Set task
Reproduce all of the lines below verbatim, changing nothing.

=== Provided data ===

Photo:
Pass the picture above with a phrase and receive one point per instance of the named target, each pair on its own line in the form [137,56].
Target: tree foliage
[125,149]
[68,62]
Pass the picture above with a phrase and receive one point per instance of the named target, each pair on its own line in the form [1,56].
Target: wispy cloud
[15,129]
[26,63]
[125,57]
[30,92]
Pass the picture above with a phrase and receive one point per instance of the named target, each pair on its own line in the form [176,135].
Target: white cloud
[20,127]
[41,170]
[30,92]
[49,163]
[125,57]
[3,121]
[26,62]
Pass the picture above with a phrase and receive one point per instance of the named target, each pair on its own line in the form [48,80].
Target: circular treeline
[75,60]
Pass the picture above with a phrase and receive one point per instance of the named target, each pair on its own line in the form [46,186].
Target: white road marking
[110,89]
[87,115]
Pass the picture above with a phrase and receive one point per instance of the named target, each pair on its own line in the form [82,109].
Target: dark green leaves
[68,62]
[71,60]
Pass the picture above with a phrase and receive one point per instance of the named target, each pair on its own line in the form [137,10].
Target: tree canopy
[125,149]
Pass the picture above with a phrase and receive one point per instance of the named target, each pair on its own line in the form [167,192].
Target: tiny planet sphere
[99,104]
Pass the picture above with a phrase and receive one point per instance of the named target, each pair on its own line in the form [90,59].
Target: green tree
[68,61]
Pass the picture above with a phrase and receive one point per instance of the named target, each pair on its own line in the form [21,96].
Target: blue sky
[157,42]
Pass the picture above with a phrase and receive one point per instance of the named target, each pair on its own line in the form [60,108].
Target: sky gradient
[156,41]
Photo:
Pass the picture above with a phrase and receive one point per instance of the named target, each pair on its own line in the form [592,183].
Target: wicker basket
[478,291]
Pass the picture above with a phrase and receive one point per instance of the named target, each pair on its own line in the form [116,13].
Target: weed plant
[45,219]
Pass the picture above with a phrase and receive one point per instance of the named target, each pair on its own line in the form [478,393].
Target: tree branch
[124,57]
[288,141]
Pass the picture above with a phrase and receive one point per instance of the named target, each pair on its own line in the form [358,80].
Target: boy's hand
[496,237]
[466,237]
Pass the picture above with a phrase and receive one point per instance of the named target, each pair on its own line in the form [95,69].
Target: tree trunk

===

Output for this exercise
Photo:
Pass the picture above with a phrase and receive one point per instance of the named target, each pair on its own line in the form [137,56].
Target: tree foliage
[125,149]
[68,62]
Pass the picture above with a phrase and receive one point per instance of the named target, each pair on its own line in the form [1,56].
Target: wispy cloud
[15,129]
[26,63]
[125,57]
[30,92]
Pass the picture above with a phrase and receive one point per instance of the named target, each pair on its own line in the form [176,135].
Target: white cloud
[20,127]
[41,170]
[30,92]
[49,163]
[125,57]
[3,121]
[26,62]
Pass the picture above with a phrase and receive one point per instance of the named target, each pair on its own line in the form [48,80].
Target: circular treeline
[75,60]
Pass the picture above with a phrase and receive one point per instance of the named target, each pair on its own line in the form [46,186].
Target: white road marking
[110,89]
[87,115]
Pass the picture above with a phrase and receive one point per instance of the named target, each pair on its own line in the form [82,109].
Target: dark green leaves
[68,62]
[71,60]
Pass the picture above with a phrase and receive one point per instance of the named target, each pair on its own line in the form [137,10].
Target: tree canopy
[125,149]
Pass the picture above with a phrase and receive one point per instance of the named target, each pair on its own line in the form [167,192].
Target: tiny planet sphere
[99,104]
Pass the picture above with a phrase and receive one point per instance of the named target, each pair on its own line in the form [90,59].
Target: green tree
[68,61]
Pass the picture above with a phrase and receive one point per instance of the named target, each pair on its own line in the form [21,96].
Target: blue sky
[157,42]
Pass the picture above with a phrase and receive one point per instance of the named target, each pair on its own line in the form [60,108].
Target: sky gradient
[156,41]
Photo:
Pass the picture above with a phrase and receive one point per instance of the named target, each pair on its own line in the form [592,183].
Target: wicker basket
[478,291]
Pass the picture above with a phrase and receive one point per instance of the named target, each pair on its own line in the form [116,13].
Target: weed plant
[45,219]
Pass the picture above with a phrase and receive one point per instance of the named target, each pair on its own line in the form [478,393].
Target: tree branch
[124,57]
[288,141]
Pass the picture above with a phrase and receive one point per instance of the named target, each pair on its own line in the form [358,80].
Target: boy's hand
[496,237]
[466,237]
Pass the picture above with a phrase and receive one point per instance of the named target, each pair on its own line in the form [95,69].
Target: tree trunk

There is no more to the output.